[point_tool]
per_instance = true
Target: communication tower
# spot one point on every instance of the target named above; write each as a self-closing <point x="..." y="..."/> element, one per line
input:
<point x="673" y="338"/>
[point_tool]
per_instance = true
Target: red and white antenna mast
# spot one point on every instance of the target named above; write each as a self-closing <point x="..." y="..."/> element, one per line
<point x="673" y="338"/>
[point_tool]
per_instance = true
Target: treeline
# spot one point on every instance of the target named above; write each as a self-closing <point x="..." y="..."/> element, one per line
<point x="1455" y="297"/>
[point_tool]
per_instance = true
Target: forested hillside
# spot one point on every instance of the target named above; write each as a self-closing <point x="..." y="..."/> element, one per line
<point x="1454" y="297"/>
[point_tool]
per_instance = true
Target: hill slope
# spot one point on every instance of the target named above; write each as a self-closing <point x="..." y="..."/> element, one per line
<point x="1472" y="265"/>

········

Challenge => Present every line of the rows above as a Markdown table with two columns, No. and Line. Number each line and leave out any blank lines.

Solution for this exercise =>
| No. | Line |
|---|---|
| 1 | [point_tool] |
| 2 | per_instance = true |
| 3 | Target: communication tower |
| 4 | # spot one point on every instance of the target named above; write each as a self-closing <point x="..." y="..."/> element, one per line |
| 5 | input: |
| 6 | <point x="673" y="338"/> |
| 7 | [point_tool] |
| 8 | per_instance = true |
| 9 | Target: red and white antenna mast |
| 10 | # spot one point on every instance of the target named above; write each as a self-closing <point x="..." y="..."/> element, one per line |
| 11 | <point x="673" y="338"/> |
| 12 | [point_tool] |
| 13 | per_instance = true |
| 14 | Target: treeline |
| 15 | # spot one point on every instance of the target named above; write each as a self-closing <point x="..." y="..."/> element, one per line |
| 16 | <point x="1455" y="297"/> |
| 17 | [point_tool] |
| 18 | per_instance = true |
| 19 | Target: forested hillside |
| 20 | # spot one point on every instance of the target named above; write each as a self-closing <point x="..." y="..."/> element, one per line |
| 21 | <point x="1454" y="297"/> |
| 22 | [point_tool] |
| 23 | per_instance = true |
| 24 | Target: hill slope |
| 25 | # spot one point on every instance of the target named above; write each as a self-closing <point x="..." y="..."/> element, one per line |
| 26 | <point x="1472" y="265"/> |